# Your instructions:
Reproduce the lines of the data from the line containing "626L1026 642L1053 634L1076" up to and including the line containing "box: [998, 729, 1280, 853]", substituting "foreground clicks" for every occurrence of "positive clicks" and leaving everything else unchanged.

# Dataset entries:
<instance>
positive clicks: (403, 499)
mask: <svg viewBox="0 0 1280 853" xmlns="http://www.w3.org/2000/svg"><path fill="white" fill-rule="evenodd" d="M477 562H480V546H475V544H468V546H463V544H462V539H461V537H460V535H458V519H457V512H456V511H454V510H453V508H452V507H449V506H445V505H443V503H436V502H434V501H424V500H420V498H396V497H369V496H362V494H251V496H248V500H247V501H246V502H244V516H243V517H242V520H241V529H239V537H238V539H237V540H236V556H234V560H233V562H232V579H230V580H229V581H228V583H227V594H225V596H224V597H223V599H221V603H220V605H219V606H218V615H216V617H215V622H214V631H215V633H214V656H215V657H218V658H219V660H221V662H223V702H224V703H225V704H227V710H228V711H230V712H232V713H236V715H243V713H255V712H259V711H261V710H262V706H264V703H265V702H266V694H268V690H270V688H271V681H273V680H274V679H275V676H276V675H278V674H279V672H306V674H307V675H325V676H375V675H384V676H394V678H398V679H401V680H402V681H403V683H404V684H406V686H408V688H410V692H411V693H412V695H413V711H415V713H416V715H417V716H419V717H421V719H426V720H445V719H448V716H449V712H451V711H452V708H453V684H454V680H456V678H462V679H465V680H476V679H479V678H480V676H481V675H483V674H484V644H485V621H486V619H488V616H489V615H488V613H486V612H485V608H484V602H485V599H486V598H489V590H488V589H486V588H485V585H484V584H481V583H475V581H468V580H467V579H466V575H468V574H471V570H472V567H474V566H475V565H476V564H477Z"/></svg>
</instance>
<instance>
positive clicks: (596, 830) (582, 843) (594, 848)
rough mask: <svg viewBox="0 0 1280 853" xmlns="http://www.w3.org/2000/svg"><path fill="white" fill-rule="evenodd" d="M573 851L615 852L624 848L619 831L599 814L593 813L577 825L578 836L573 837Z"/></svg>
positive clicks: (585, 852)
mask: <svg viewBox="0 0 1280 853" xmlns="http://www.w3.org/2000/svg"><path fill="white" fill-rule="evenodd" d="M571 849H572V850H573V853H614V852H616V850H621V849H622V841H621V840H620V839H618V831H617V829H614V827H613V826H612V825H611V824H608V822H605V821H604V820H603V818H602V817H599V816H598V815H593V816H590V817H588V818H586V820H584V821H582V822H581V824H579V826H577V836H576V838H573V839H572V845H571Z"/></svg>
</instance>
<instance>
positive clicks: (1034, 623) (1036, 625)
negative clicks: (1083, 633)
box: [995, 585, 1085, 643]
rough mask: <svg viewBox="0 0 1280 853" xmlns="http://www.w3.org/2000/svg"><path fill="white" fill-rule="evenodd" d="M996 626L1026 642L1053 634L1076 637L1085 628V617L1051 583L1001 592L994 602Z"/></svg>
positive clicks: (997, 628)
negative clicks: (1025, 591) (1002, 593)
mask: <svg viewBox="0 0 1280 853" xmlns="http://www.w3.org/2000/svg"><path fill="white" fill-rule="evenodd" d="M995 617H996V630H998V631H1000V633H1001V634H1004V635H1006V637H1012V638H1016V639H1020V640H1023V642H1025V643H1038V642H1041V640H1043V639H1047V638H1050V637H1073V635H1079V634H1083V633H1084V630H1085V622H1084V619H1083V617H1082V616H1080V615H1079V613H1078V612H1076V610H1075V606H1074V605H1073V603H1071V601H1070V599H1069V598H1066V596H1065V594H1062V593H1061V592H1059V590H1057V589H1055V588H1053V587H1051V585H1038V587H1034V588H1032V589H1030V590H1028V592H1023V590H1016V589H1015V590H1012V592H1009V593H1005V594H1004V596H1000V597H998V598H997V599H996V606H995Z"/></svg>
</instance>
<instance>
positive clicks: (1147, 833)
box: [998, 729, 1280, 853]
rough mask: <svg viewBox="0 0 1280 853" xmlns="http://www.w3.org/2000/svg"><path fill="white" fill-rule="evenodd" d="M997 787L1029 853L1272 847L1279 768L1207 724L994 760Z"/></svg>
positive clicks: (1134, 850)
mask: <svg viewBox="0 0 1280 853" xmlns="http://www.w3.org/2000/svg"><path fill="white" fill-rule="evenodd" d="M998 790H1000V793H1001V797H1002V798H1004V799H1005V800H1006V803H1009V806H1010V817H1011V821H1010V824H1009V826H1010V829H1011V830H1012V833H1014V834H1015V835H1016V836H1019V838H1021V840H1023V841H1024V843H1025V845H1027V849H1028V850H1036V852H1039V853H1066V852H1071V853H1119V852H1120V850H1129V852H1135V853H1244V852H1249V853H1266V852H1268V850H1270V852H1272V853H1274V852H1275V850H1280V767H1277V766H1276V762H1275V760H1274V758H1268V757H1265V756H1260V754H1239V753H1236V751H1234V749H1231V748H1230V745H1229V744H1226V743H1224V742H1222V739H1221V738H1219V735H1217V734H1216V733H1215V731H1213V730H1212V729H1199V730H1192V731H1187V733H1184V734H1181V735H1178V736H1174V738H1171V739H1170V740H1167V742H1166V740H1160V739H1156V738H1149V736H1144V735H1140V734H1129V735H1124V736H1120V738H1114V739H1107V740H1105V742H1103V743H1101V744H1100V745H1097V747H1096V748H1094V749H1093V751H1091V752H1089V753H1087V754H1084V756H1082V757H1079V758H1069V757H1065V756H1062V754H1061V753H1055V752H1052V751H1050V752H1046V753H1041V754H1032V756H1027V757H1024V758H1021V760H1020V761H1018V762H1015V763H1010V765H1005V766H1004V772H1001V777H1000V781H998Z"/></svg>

# The answer:
rough mask: <svg viewBox="0 0 1280 853" xmlns="http://www.w3.org/2000/svg"><path fill="white" fill-rule="evenodd" d="M996 626L1026 642L1053 634L1076 637L1085 628V617L1051 583L1001 592L994 602Z"/></svg>
foreground clicks: (997, 628)
negative clicks: (1025, 591) (1002, 593)
mask: <svg viewBox="0 0 1280 853" xmlns="http://www.w3.org/2000/svg"><path fill="white" fill-rule="evenodd" d="M995 617H996V630H998V631H1000V633H1001V634H1004V635H1006V637H1012V638H1016V639H1020V640H1023V642H1025V643H1038V642H1041V640H1043V639H1047V638H1050V637H1073V635H1079V634H1083V633H1084V630H1085V622H1084V619H1083V617H1082V616H1080V615H1079V613H1078V612H1076V610H1075V606H1074V605H1073V603H1071V601H1070V599H1069V598H1066V596H1065V594H1062V593H1061V592H1059V590H1057V589H1055V588H1053V587H1051V585H1038V587H1034V588H1032V589H1030V590H1028V592H1023V590H1016V589H1015V590H1012V592H1009V593H1005V594H1004V596H1000V597H998V598H997V599H996V606H995Z"/></svg>
</instance>
<instance>
foreground clicks: (1147, 833)
box: [998, 729, 1280, 853]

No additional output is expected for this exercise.